**What the exercise asks**
Extend the essay about a Pennsylvania wedding and the words "Forgive us our debts," carrying it on from its final sentence.

What do we owe the universe—and one another?

by Heather Shayne Blakeslee

Volume 5 // Issue 2 // Fall 2023 // RUST

Against the backdrop of an abandoned stone barn, its one remaining wall nestled into a muddy bank and woven through with vines, my cousin’s daughter recently took her marriage vows. Her father-in-law performed the jubilant ceremony on the land owned by her parents, who were beaming from the front row. The house she grew up in with her brothers—and the clatter of a large extended family—sat just up the hill.

The trees were glistening from an early fall rain, the creek was gurgling happily, a rainbow was in the works, and much of the audience had cheeks streaked with tears and shoes speckled with mud. It was a picture-perfect Pennsylvania day out near the Pocono Mountains, even if the resident tractor had to pull a few cars out of the soggy lawn later on in the evening. Just two years before, I’d married two friends under the same kind of blue October skies in a beautiful lakeside ceremony. There is a magic in the way things feel just as the weather is turning, especially when it’s combined with so much love and gratitude. 

At one point in the ceremony, the bride’s new mother-in-law unexpectedly began singing a beautiful acapella version of the Lord’s Prayer. When she arrived at the point where I have often heard the words “forgive us our trespasses, as we forgive those who trespass against us,” or “forgive us our sins as we forgive those who have sinned against us”—I heard something different: Forgive us our debts.

**Given entries**
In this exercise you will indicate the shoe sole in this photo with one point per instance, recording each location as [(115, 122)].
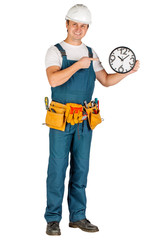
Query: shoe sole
[(83, 229)]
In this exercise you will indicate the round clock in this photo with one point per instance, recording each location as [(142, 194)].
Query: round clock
[(122, 59)]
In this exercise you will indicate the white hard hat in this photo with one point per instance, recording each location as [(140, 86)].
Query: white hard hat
[(79, 13)]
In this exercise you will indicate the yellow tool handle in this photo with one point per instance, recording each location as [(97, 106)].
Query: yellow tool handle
[(46, 100)]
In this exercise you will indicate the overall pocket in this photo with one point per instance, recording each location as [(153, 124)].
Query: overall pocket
[(94, 117), (55, 118)]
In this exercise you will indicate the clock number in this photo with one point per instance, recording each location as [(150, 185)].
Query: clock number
[(121, 69), (112, 58)]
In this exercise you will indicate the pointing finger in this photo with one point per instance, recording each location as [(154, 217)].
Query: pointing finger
[(94, 59)]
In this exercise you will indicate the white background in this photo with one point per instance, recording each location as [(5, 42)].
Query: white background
[(123, 183)]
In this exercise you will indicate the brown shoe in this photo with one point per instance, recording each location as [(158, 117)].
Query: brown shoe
[(84, 225), (53, 228)]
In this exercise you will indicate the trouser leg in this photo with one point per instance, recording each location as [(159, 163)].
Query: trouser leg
[(80, 151), (58, 161)]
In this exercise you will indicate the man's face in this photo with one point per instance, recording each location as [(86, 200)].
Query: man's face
[(76, 30)]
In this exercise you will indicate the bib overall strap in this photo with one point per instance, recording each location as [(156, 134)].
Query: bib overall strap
[(90, 53), (62, 51)]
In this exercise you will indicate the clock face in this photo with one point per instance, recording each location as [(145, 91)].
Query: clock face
[(122, 59)]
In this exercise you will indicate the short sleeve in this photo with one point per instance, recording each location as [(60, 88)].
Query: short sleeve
[(53, 57)]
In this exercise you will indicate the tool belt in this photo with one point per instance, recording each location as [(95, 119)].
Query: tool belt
[(58, 114)]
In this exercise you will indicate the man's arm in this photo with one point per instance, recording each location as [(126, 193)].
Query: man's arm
[(57, 77), (111, 79)]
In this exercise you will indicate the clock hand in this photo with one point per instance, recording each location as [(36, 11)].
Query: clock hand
[(120, 58), (125, 57)]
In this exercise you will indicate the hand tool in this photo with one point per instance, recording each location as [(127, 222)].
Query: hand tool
[(46, 100)]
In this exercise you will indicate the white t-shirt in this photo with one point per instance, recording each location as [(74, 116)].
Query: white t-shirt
[(54, 58)]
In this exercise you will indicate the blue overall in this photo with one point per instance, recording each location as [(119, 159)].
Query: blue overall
[(76, 141)]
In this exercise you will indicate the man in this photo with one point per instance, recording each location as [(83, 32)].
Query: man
[(72, 68)]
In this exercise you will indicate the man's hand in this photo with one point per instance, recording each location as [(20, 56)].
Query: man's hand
[(136, 67), (86, 61)]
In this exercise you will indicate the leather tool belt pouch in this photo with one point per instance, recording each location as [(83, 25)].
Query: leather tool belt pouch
[(94, 117), (58, 114), (55, 117), (74, 113)]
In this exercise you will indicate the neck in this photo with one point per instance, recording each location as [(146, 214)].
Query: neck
[(75, 42)]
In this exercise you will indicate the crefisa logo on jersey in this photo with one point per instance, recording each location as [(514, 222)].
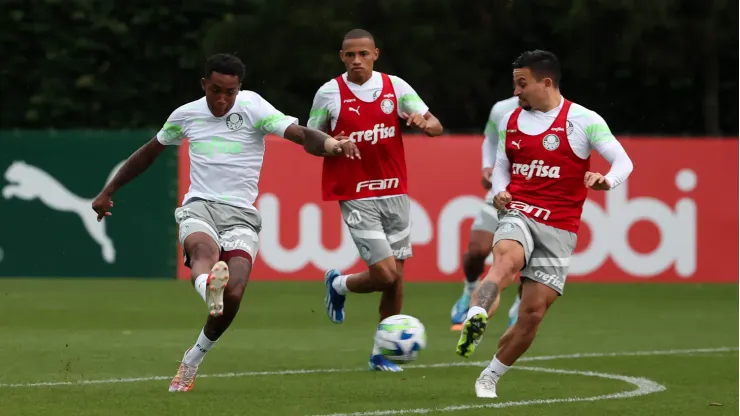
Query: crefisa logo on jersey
[(551, 142), (234, 121), (387, 106)]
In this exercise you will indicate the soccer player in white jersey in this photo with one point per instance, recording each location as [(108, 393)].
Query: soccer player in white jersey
[(484, 225), (541, 179), (219, 224), (371, 191)]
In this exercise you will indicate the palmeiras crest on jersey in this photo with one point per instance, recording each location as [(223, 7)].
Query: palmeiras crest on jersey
[(387, 106), (365, 253), (506, 228), (234, 121), (551, 142)]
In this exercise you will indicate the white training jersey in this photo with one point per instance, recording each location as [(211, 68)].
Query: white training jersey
[(490, 143), (226, 152), (326, 103), (586, 131)]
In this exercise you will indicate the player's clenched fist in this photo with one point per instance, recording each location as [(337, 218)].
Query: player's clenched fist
[(415, 120), (501, 200), (341, 144), (596, 181), (102, 205)]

**Task result**
My ears perked up for many reasons. I’d just finished reading two books on the macro-economics of debt as it relates to wealth creation,1 which is not something you want to be pondering at a wedding. But that research led me down a rabbit hole into the history of debt, and how we think about debt in broader terms.

What might we owe, for instance, to the universe—God, if you’re a religious person? This is a kind of existential debt, bigger than anything we can fathom. Just weeks earlier, I’d listened online to a Sunday sermon by the new pastor of Old Swedes’ Episcopal Church in Queen Village, Philadelphia, where I live. He recited a biblical parable: A king forgives a servant a great debt, and the forgiven debtor is punished when he does not then forgive a smaller debt that is owed to him. The size of the original debt, I learned in the sermon, is so specific as to be meaningless to a modern audience, who know nothing about the daily wages of a slave thousands of years ago. But translated into modern money, the amount is important: It’s of a size that could not possibly be repaid by laboring over many lifetimes. There is nothing he could do to truly pay it off, and in that way, it could only be discharged by being forgiven.

Debt. Trespass. Sin. Forgiveness. These words have intermingled in their monetary and ethical meanings in modern times, but I am thinking about them more and more in their multiple dimensions.2 Unlike student loan debt jubilees, these are the ideas you should be pondering at a wedding, when two people are giving themselves to each other in front of their family, making promises to the generational aspects of kinship and communion—including having children and the possibility of building generational wealth.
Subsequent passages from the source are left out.